The Vietnamese Ministry of Culture, Sports and Tourism and the National Committee for APEC 2017 through the Agency for Fine Arts, Photography and Exhibition organized a logo design contest for the APEC Vietnam 2017 summit. The contest ran from March to April 4, 2016 and was open to both amateur and professional Vietnamese artists. The organizers of the logo design contests required the entries to feature the phrase "APEC Vietnam 2017", highlight Vietnamese culture, as well as to represent the five components of the 2017 summit which are dynamism, creativity, action, unity, and movement to the future. 234 submissions from 92 candidates residing in 20 provinces and cities across Vietnam for the competition were received by the ministry.

The winning logo design was announced in January 2017. The selected design was conceptualized by a group working for Mark&B Vietnam, a branding agency. The winning logo depicts stylised images of paddles and Lạc birds, a common motif on drums of the ancient Đông Sơn culture. The placement of the elements suggest a circular movement which is meant to represent a "dynamic APEC".

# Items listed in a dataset
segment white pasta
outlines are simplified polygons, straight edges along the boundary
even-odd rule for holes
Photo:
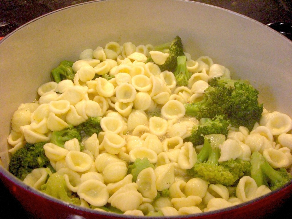
[[[159,166],[155,168],[154,172],[156,175],[157,190],[168,189],[174,182],[174,169],[172,163]]]
[[[251,177],[245,176],[241,178],[236,187],[236,193],[237,197],[244,201],[253,199],[258,186],[254,180]]]
[[[44,145],[45,154],[50,160],[57,161],[65,157],[69,151],[68,150],[51,143]]]
[[[43,167],[33,170],[23,180],[23,182],[36,189],[39,189],[46,183],[48,172]]]

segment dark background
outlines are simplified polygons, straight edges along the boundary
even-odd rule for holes
[[[88,0],[0,0],[0,37],[5,36],[22,25],[41,15],[65,7],[90,1]],[[292,24],[291,0],[194,1],[231,10],[265,25],[279,22]],[[291,218],[292,215],[291,202],[292,198],[267,219]],[[32,219],[4,186],[1,180],[0,218]]]

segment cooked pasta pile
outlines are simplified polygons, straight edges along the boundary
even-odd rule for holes
[[[98,211],[106,210],[104,206],[110,209],[110,204],[127,215],[187,215],[232,206],[270,192],[248,176],[234,187],[188,176],[201,146],[184,140],[199,121],[185,116],[183,104],[199,101],[211,79],[230,78],[230,72],[208,56],[193,59],[185,53],[192,76],[187,86],[179,86],[172,72],[145,63],[150,55],[159,64],[167,58],[167,53],[151,52],[153,48],[111,42],[104,48],[84,51],[72,66],[74,80],[42,85],[39,99],[21,104],[14,113],[9,152],[13,154],[27,142],[47,142],[45,154],[65,180],[68,192],[81,206]],[[97,77],[105,74],[112,78]],[[52,132],[98,117],[102,117],[102,131],[84,138],[81,144],[76,138],[64,147],[50,142]],[[288,169],[292,164],[291,128],[288,115],[264,110],[252,131],[230,127],[219,161],[249,161],[258,151],[273,168]],[[133,180],[128,166],[144,158],[151,167]],[[47,168],[36,168],[24,181],[41,190],[52,174]]]

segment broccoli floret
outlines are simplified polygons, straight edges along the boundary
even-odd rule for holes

# Exercise tasks
1 > Summarize the passage on the APEC Vietnam 2017 logo contest in two sentences.
2 > Extend the passage on the APEC Vietnam 2017 logo, picking up after its final sentence.

# Outputs in order
1 > Vietnam's Ministry of Culture, Sports and Tourism and the National Committee for APEC 2017 held a logo design contest for the summit from March to April 4, 2016, open to amateur and professional Vietnamese artists, and received 234 submissions from 92 candidates in 20 provinces and cities. The winning design, announced in January 2017 and conceived by a group at the branding agency Mark&B Vietnam, shows stylized paddles and Lạc birds from Đông Sơn drums arranged in a circular movement meant to represent a "dynamic APEC."

2 >
==Preparation==
A Round Table Meeting with the theme, "Stronger Joint Action for APEC's Shared Vision", was held in Hanoi on December 17, 2015 by the Vietnamese Ministry of Foreign Affairs to discuss preparation efforts for the 2017 APEC Summit.

During the 4th National Committee for APEC 2017 on April 13, 2016 in Hanoi, Deputy Prime Minister, Minister of Foreign Affairs of Vietnam Pham Binh Minh directed ministries and agencies to coordinate with other APEC member states especially Peru and Papua New Guinea, the hosts of the 2016 and 2018 summits respectively.

The People's Committee of Da Nang, the host city of the Economic Leader's Meeting, approved a project to upgrade major roads in the city for the occasion in March 2016. The project covered 34 streets in the city, with an estimated cost of around ₫243 billion or US$10.9 million. The construction of the international passenger terminal at Da Nang International Airport was done in March 2017.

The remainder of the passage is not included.